◆ EXERCISE: Gather all lines in the records below that include the word "blue".

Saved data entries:
.....
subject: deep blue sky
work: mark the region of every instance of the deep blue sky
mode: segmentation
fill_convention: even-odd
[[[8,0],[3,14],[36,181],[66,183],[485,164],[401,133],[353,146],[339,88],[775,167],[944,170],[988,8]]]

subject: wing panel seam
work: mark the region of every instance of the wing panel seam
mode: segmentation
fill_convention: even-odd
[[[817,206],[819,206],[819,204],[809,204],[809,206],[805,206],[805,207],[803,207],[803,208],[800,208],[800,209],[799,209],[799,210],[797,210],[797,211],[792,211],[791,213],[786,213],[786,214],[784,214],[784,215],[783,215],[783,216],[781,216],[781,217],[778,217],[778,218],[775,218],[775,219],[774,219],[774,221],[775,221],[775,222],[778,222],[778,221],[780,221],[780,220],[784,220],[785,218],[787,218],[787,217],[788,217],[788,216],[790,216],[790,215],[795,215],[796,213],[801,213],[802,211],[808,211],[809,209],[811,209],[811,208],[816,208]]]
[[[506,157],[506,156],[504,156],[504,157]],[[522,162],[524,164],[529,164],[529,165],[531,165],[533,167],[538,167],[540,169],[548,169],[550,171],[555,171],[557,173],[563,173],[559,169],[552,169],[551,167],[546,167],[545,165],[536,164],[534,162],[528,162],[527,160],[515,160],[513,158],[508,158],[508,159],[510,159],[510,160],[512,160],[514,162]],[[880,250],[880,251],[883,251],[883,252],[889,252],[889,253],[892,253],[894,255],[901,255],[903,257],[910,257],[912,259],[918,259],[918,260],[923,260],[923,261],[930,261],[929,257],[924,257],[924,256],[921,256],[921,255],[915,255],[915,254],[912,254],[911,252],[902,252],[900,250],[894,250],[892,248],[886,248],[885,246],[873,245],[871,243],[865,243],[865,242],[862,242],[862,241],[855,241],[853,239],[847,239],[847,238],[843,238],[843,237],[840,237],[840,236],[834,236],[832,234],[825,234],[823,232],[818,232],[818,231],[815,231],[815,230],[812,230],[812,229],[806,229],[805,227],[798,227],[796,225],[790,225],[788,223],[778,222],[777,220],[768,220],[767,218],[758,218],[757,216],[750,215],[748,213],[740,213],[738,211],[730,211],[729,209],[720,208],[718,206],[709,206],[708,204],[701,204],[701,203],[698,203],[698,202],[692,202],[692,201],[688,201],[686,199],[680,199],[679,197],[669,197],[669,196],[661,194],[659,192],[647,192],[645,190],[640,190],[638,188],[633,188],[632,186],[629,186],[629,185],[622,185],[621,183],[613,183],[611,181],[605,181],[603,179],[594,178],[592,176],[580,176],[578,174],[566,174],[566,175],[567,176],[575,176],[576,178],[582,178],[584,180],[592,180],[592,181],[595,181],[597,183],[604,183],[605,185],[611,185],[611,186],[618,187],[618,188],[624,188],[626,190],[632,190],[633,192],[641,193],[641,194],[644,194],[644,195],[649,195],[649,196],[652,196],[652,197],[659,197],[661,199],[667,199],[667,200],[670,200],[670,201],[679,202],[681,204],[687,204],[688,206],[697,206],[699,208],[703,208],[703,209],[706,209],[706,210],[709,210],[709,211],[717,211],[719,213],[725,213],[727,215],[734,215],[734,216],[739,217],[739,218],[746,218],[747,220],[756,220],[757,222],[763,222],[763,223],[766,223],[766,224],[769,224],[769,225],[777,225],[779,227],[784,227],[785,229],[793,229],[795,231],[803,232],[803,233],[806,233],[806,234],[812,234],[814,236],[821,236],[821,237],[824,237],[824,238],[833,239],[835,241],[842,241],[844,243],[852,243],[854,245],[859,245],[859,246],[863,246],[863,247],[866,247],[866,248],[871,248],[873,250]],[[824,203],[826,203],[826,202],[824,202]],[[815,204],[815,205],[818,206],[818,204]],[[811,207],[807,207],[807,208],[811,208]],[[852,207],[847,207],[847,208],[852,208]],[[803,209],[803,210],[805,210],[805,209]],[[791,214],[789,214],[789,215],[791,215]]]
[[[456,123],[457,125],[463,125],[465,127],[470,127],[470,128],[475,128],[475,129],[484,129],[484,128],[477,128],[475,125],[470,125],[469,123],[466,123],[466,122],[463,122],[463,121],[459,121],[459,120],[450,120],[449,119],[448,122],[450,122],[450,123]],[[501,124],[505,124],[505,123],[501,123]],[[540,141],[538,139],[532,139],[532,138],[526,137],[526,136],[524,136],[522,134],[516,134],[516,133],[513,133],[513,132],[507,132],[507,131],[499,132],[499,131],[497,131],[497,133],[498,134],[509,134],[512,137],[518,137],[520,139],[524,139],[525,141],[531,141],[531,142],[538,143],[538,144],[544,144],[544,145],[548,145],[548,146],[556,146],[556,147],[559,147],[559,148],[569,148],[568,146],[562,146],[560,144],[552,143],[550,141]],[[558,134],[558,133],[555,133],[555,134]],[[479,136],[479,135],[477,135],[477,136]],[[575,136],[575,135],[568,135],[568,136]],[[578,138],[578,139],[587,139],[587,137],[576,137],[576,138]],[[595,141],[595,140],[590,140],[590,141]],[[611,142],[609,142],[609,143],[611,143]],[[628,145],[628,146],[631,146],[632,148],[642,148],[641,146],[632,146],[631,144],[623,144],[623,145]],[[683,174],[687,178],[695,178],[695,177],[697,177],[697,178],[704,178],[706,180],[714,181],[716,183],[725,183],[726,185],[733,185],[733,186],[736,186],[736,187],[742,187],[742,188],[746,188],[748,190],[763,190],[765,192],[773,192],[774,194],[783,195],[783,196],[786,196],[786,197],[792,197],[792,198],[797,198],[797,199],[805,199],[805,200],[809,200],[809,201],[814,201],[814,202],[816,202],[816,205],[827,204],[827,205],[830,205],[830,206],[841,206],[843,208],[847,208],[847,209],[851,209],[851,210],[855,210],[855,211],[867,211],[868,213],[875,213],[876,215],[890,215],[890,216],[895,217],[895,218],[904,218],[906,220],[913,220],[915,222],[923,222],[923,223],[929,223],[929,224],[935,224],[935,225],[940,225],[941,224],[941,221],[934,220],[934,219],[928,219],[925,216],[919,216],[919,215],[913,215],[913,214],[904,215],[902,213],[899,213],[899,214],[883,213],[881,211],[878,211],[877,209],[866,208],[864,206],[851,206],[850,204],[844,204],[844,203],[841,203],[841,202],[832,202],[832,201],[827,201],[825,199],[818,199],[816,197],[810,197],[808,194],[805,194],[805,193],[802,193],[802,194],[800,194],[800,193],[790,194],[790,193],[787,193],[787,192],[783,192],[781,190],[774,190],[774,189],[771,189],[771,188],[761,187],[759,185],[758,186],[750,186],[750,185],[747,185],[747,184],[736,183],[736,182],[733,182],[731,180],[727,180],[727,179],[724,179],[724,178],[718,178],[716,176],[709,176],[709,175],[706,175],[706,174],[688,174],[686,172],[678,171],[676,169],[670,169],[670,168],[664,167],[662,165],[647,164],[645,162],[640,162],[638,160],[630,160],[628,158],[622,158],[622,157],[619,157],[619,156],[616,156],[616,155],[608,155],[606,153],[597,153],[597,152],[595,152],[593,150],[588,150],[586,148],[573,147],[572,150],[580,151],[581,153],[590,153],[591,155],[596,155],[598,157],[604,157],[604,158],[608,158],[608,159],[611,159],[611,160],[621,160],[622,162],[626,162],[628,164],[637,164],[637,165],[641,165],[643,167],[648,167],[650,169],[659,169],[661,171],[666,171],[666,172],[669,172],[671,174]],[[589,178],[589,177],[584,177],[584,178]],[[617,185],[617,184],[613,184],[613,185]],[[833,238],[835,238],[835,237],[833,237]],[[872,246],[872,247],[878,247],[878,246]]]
.....
◆ EXPECTED OUTPUT:
subject: deep blue sky
work: mark the region of every instance of the deep blue sky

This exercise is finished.